Text shown>
══════

Blake Beavan and the Honest ERA
I know: you want to hear about Josh Hamilton and/or Nick Swisher, and how seriously the M’s are pursuing them. You’d like to know about the M’s 2013 payroll. Instead, I’m going to talk about Blake Beavan and unearned runs. I understand if you’ve already navigated your way out of here, and a part of me is legitimately sorry, but the majority of me knows that 1) it’s November and 2) I’m not at the GM meetings, so 3) let’s talk about Blake Beavan!
It’s one of the very first lessons anyone interested in sabermetrics learns: ERA is pretty misleading. Over a very large sample, it might be useful, and it might illuminate some aspect of a pitcher that advanced metrics don’t pick up, but any smaller (say, 3-5 years) sample is hopelessly biased. ERA is a measure of run prevention that mixes the contribution of the pitcher, the defense, and the official scorer. It doesn’t comport with what actually happened on the field (which is, ironically, one of the criticisms often hurled at advances metrics). It doesn’t isolate the pitcher’s contributions from his defense, and perhaps most questionably, the official scorer can wield tremendous influence based on how many balls in play he calls errors versus hits. Not surprisingly, other measures, including FIP and plain-old RA, predict following-year ERA much better than ERA itself does. At the extremes, a pitcher having a bad year can put up a very solid ERA thanks to the official scorer and bad timing.

══════

Task requirements>
A. Answer these from the Blake Beavan post:
(i) What month does the writer say it is?
(ii) ERA mixes the contributions of which three parties?
(iii) Which two measures predict following-year ERA better than ERA itself does?
B. How would you put this sentence from the Blake Beavan post into Spanish: "ERA is a measure of run prevention that mixes the contribution of the pitcher, the defense, and the official scorer."
C. Can you retype the Blake Beavan post from "Blake Beavan and the" up to and including "about Blake Beavan!"?
The listing has no connection to the Blake Beavan post.

Raw data>
══════

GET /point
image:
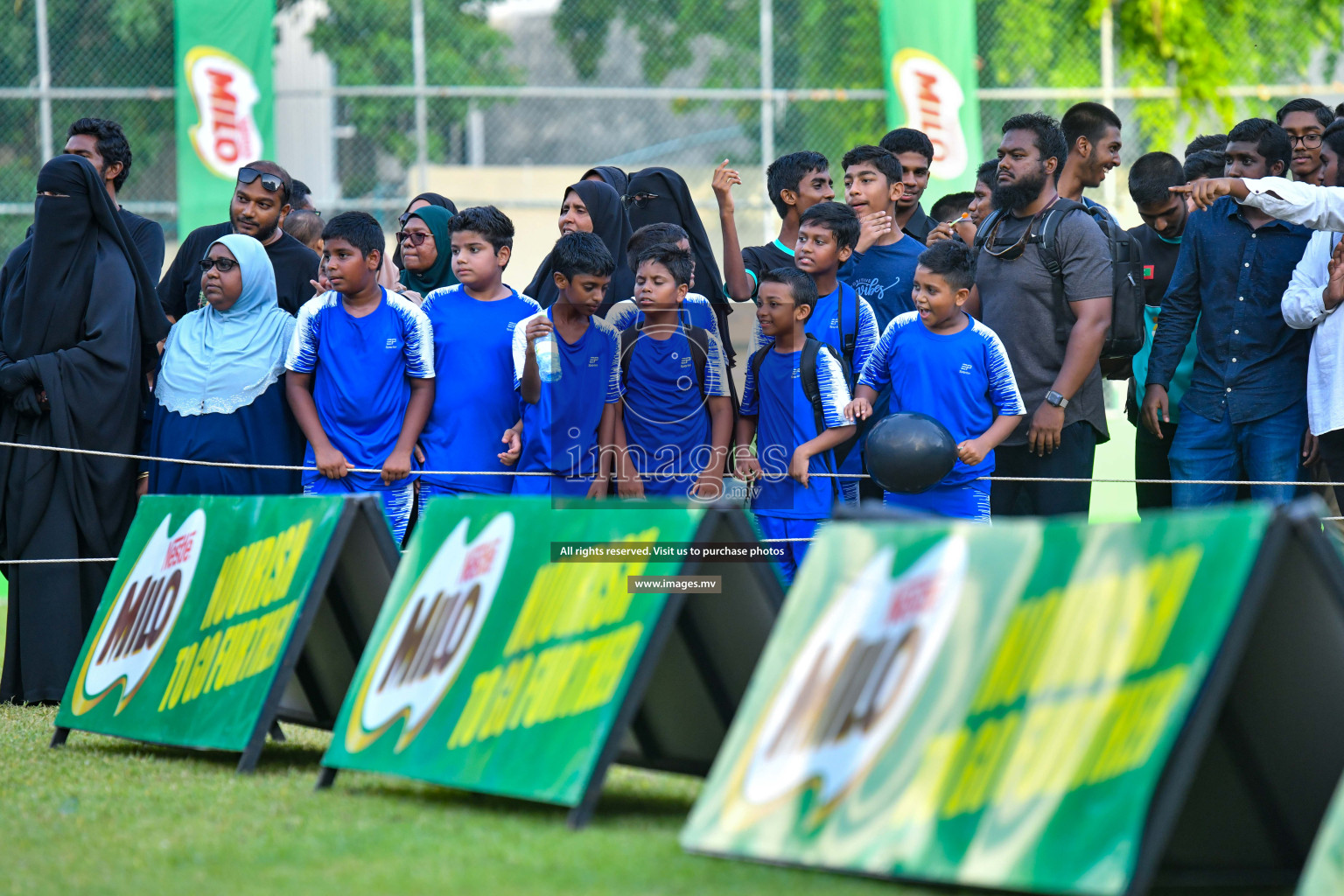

══════

Exercise solutions>
A.
(i) November
(ii) The pitcher, the defense, and the official scorer
(iii) FIP and plain-old RA

B. La ERA es una medida de prevención de carreras que mezcla la contribución del lanzador, la defensa y el anotador oficial.

C.
Blake Beavan and the Honest ERA
I know: you want to hear about Josh Hamilton and/or Nick Swisher, and how seriously the M’s are pursuing them. You’d like to know about the M’s 2013 payroll. Instead, I’m going to talk about Blake Beavan and unearned runs. I understand if you’ve already navigated your way out of here, and a part of me is legitimately sorry, but the majority of me knows that 1) it’s November and 2) I’m not at the GM meetings, so 3) let’s talk about Blake Beavan!